(Excerpts of pointing data)

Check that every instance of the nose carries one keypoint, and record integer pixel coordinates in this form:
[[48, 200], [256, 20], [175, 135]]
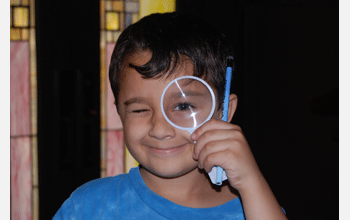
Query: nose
[[160, 127]]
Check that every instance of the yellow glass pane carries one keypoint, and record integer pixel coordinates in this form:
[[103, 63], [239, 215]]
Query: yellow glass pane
[[25, 34], [112, 19], [21, 16], [118, 5], [116, 35], [15, 2], [108, 6], [25, 2], [156, 6], [131, 6], [15, 34]]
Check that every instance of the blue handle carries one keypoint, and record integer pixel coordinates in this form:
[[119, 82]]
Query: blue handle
[[219, 171]]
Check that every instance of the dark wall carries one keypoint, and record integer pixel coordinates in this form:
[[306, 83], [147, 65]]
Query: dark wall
[[68, 98], [286, 79]]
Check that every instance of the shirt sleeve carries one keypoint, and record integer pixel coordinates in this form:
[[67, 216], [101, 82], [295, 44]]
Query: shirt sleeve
[[67, 211]]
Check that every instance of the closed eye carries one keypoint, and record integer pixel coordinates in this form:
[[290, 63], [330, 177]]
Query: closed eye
[[139, 110]]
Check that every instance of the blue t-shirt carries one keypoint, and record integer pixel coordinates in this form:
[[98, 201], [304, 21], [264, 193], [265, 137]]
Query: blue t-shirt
[[126, 196]]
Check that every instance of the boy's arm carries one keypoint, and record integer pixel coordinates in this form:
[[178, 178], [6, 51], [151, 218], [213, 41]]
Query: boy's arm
[[223, 144]]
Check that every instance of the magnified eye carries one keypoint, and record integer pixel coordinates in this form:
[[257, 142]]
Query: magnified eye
[[183, 107]]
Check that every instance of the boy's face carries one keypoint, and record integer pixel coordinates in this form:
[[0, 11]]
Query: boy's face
[[158, 146]]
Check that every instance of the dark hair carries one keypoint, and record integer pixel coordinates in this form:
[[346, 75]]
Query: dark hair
[[170, 37]]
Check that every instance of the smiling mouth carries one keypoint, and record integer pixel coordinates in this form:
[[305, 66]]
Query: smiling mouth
[[167, 150]]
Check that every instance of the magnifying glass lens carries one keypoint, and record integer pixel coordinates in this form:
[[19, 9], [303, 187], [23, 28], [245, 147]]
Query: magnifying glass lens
[[187, 102]]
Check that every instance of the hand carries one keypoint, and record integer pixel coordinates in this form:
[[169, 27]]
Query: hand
[[223, 144]]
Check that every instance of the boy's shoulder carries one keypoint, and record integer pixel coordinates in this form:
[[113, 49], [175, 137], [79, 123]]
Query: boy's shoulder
[[99, 186]]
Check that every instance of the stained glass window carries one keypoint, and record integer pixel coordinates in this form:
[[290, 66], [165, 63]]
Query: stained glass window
[[23, 111], [116, 15]]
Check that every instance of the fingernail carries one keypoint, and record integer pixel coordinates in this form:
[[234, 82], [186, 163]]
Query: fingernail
[[193, 136]]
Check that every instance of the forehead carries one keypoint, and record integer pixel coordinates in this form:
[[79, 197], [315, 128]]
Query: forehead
[[132, 84], [139, 58]]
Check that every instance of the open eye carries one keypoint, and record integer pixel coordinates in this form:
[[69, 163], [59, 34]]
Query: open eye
[[183, 107]]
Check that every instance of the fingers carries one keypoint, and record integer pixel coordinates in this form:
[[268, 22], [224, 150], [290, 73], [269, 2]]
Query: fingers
[[213, 124], [217, 146]]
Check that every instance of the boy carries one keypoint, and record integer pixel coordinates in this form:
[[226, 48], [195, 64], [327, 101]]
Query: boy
[[171, 181]]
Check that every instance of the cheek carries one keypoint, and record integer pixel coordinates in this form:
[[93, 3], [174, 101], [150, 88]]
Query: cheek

__Your instructions__. Revise the lines from the one containing "Check that every instance of the cheek" through the end of the records by swapping "cheek" for "chin" and leaving everything else untouched. Return only those lines.

__The reply__.
Check that every instance of the chin carries one keypoint, and record integer pixel coordinates in this form:
[[93, 3], [174, 101], [150, 88]]
Query: chin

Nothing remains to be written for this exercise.